## SOURCE PASSAGE

⟨

HC Deb 18 April 1957 vol 568 cc2143-52

2.1 p.m.

Mr. Ronald Bell (Buckinghamshire. South)

The House will be aware that when the National Health Service was instituted arrangements were made to compensate medical practitioners for the right which, under the National Health Service Act, they lost of selling their practices, either upon retirement or before. Normally, a medical practitioner receives compensation for the loss of that right when he eventually retires from practice, but there are certain provisions in the regulations which have been made under the Act, and also Ministerial assurances, mitigating that rule and providing for earlier payment of that compensation.

The particular mitigation of that rule to which I am now referring is contained in paragraph 262 of the Handbook for General Medical Practitioners published by the Ministry of Health, and the operative words read as follows: …where doctors have onerous loans outstanding which were raised for the purchase of their practices, or where an elderly doctor or one whose health is failing finds it necessary to take a partner in order to prevent the complete disintegration of his practice, early payment may be made.

In relation to that paragraph, I was approached in December last year on behalf of a medical practitioner in my constituency whose case I then raised with the Ministry of Health. This practitioner had been in active practice and in good health until he suffered two attacks of virus pneumonia in June and October of last year. At the time of the first attack in June, when, of course, he was unable to attend to his practice, he obtained the services of another doctor, a locum tenens, and that doctor remained with him for a couple of months until his health improved sufficiently for him to be able to carry on again in practice. Almost immediately, within a matter of weeks. he had a second attack of virus pneumonia, and in consequence was again unable to attend to his practice. He was lucky enough to be able to secure again immediately the services of the same locum.

Fortunately, the other doctor who came in to assist him was extremely helpful and acceptable in my constituent's practice, and that was particularly fortunate because my constituent, as a result of the second attack of pneumonia, became permanently unable to carry on his medical practice alone; that is to say, he is and will remain unable to give the whole of his time to his practice—on medical advice—and he will not be able to make night calls, etc.

In those circumstances, he was fortunately able to arrange that this colleague who had come as locum tenens should remain with him in partnership, and that arrangement was made and has been carried into effect. The consequence of his good fortune in immediately securing someone to assist him at the time of his first illness, and again in promptly securing the services of that gentleman at the time of his second illness, and of being able to arrange for him to stay permanently in partnership, was that my constituent's practice did not in fact suffer as it would have done had he not been able to secure anyone's services.

In consequence of his making that partnership arrangement, certain expenses in relation to accommodation, both residential and surgical, had to be incurred, and onerous loans were in fact undertaken by him. In respect of these, he made an application to the Ministry of Health in December last, and that application I commended to my hon. Friend the Parliamentary Secretary to the Ministry. Unfortunately, his application was unsuccessful, and I was informed that two reasons were given as to why it was unsuccessful. The first was that from 1950 to 1956, his National Health Service list increased progressively from about 1,400 to about 2,450 patients. The second reason given to me was that he had described himself as being actively engaged in the practice, that being a declaration which a medical practitioner in the National Health Service has to make if he is to secure the full remuneration which the present scales allow.

⟩

## SET OF TASKS
A: Decide whether each statement agrees with the speech. Answer yes or no for each, and quote the words from the speech that decide it.
(i) The Handbook for General Medical Practitioners was published by the Ministry of Health.
(ii) The doctor who came to help during the second illness was not the one who had helped during the first.
(iii) From 1950 to 1956, the constituent's National Health Service list fell to about 1,400 patients.
B: Rewrite the part of the speech that opens with the words containing "The House will" and closes with "of that compensation.", substituting "indemnity" for each "compensation".

## EXTRACTED MATERIAL
⟨

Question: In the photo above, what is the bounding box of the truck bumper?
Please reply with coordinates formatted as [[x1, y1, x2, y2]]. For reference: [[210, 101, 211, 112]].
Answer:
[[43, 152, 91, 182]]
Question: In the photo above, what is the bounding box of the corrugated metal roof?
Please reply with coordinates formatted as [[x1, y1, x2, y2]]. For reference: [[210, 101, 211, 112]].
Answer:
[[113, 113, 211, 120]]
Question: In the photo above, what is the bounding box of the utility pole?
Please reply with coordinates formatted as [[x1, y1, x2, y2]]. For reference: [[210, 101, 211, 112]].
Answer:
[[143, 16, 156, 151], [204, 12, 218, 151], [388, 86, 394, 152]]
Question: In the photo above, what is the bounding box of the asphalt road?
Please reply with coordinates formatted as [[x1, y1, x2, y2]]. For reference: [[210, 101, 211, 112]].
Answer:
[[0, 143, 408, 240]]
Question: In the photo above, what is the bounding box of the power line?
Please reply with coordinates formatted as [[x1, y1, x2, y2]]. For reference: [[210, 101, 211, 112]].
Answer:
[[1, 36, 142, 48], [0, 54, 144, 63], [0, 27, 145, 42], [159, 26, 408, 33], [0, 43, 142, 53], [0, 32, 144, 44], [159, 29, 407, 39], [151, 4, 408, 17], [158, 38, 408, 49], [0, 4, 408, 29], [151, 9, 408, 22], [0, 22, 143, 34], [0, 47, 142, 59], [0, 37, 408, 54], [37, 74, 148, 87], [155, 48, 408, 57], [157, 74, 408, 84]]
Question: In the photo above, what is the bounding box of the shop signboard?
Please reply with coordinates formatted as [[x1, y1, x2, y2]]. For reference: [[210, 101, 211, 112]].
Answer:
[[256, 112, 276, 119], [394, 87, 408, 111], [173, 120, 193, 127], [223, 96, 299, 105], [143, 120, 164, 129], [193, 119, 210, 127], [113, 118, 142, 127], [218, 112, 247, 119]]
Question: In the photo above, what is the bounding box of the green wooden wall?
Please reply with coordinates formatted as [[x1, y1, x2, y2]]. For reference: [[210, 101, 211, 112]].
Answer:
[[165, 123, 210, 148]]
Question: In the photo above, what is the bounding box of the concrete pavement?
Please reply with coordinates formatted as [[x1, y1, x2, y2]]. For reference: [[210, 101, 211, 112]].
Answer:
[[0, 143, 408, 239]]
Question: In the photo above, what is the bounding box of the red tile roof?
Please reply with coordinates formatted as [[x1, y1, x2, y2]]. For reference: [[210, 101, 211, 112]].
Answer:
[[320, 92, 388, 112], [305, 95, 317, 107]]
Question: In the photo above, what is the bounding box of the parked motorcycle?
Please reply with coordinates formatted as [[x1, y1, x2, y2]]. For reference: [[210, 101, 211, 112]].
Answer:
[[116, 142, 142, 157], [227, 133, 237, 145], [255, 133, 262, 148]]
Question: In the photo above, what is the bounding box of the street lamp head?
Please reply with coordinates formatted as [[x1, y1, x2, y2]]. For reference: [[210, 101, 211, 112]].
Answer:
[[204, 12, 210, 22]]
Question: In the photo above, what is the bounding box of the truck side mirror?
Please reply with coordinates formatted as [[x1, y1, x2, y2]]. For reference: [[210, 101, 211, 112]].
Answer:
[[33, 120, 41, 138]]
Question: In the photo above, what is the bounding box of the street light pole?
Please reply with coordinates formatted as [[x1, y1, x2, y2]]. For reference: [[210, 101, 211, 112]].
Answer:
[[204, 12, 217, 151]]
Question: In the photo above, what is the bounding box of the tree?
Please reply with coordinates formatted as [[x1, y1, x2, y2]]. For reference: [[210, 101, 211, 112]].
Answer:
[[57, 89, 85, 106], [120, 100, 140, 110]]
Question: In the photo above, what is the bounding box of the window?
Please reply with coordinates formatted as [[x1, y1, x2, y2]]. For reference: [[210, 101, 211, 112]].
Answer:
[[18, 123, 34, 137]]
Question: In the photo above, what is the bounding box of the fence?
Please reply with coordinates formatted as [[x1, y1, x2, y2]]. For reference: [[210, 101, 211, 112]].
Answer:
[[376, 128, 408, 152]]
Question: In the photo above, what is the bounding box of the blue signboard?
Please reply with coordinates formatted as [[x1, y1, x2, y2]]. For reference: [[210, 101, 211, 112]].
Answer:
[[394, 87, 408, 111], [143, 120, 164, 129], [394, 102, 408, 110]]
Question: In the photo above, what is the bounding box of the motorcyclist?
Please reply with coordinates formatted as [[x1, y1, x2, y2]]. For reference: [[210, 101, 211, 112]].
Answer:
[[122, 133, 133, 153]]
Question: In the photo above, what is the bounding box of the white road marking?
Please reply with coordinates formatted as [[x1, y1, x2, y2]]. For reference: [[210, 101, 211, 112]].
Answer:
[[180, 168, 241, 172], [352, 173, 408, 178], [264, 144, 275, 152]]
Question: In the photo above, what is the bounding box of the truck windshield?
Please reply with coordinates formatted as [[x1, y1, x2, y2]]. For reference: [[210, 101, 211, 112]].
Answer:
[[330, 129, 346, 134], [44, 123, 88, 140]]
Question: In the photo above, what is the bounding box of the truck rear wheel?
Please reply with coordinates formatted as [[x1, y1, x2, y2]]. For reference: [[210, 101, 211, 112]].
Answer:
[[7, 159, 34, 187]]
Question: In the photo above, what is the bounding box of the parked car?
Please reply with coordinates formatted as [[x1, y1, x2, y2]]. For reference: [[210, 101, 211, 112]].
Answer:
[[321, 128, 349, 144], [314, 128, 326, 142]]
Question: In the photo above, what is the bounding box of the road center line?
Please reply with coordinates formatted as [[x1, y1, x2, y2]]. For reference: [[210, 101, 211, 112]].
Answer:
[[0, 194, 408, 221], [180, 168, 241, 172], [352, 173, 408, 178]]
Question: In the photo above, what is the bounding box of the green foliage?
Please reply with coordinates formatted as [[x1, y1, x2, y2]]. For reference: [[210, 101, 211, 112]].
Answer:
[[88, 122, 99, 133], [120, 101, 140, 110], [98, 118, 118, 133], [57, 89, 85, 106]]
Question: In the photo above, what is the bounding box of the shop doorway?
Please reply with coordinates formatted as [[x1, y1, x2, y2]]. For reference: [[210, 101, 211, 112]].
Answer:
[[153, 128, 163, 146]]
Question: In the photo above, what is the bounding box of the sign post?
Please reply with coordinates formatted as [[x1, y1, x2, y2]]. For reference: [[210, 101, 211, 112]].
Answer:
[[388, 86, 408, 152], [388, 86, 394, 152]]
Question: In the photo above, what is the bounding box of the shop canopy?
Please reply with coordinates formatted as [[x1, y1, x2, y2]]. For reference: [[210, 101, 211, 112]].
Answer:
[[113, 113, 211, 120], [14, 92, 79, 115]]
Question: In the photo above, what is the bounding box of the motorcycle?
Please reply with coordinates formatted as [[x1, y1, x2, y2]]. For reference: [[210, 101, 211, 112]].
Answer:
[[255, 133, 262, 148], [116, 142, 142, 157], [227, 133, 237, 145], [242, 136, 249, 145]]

⟩

## RESPONSES
A:
(i) Yes: "published by the Ministry of Health"
(ii) No: "secure again immediately the services of the same locum"
(iii) No: "increased progressively from about 1,400 to about 2,450 patients"

B:
The House will be aware that when the National Health Service was instituted arrangements were made to compensate medical practitioners for the right which, under the National Health Service Act, they lost of selling their practices, either upon retirement or before. Normally, a medical practitioner receives indemnity for the loss of that right when he eventually retires from practice, but there are certain provisions in the regulations which have been made under the Act, and also Ministerial assurances, mitigating that rule and providing for earlier payment of that indemnity.